Your goal
Please say how many lines below include the word "partially", with nothing beyond the number.

◇ ◇ ◇ ◇

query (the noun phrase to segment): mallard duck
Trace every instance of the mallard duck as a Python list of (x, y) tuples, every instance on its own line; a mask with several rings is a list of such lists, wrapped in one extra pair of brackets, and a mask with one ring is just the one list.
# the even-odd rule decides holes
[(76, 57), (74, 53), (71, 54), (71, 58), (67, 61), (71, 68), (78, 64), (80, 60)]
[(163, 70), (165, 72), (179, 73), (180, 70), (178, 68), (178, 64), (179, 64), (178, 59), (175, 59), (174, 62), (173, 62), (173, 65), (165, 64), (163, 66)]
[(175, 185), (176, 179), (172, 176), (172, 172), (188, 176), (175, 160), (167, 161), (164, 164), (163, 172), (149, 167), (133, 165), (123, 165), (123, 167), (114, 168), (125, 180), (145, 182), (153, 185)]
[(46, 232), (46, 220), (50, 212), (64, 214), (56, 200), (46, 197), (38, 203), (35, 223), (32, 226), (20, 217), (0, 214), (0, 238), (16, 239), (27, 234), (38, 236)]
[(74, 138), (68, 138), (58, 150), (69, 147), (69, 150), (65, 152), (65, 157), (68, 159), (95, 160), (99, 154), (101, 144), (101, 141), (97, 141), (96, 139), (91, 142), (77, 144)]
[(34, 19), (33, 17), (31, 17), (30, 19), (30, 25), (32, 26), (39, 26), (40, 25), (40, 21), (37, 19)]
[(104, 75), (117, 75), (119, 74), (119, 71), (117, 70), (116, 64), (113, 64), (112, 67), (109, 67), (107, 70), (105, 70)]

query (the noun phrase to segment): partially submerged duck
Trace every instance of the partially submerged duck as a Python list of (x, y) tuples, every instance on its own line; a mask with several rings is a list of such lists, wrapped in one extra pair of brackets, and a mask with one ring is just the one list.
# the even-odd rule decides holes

◇ ◇ ◇ ◇

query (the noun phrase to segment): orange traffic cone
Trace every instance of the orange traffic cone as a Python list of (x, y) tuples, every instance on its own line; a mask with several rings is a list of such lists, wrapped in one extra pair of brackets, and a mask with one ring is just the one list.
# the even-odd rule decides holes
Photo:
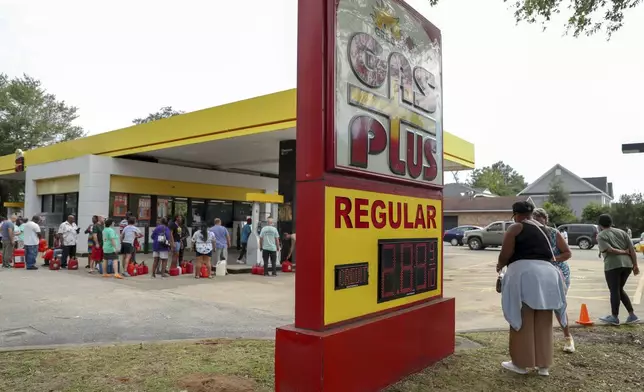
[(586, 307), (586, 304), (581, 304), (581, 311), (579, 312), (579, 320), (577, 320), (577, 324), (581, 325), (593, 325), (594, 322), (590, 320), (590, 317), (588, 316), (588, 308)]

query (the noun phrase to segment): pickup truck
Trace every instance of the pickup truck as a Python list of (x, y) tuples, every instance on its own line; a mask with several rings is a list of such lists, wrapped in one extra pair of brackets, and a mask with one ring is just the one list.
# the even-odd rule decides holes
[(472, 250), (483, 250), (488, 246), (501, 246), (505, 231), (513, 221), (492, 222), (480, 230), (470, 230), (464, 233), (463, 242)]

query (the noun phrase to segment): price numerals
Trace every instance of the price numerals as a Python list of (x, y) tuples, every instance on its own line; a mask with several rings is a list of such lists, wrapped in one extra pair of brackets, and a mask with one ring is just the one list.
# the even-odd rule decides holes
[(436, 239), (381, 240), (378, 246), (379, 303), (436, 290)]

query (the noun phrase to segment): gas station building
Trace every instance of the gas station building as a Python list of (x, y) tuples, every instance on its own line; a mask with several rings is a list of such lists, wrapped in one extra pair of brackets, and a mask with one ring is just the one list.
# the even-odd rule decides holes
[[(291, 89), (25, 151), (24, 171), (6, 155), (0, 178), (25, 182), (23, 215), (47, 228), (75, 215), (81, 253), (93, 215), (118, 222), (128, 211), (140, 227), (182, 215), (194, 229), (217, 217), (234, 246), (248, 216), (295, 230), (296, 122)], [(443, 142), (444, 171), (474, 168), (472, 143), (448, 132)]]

◇ ◇ ◇ ◇

Solution to this problem
2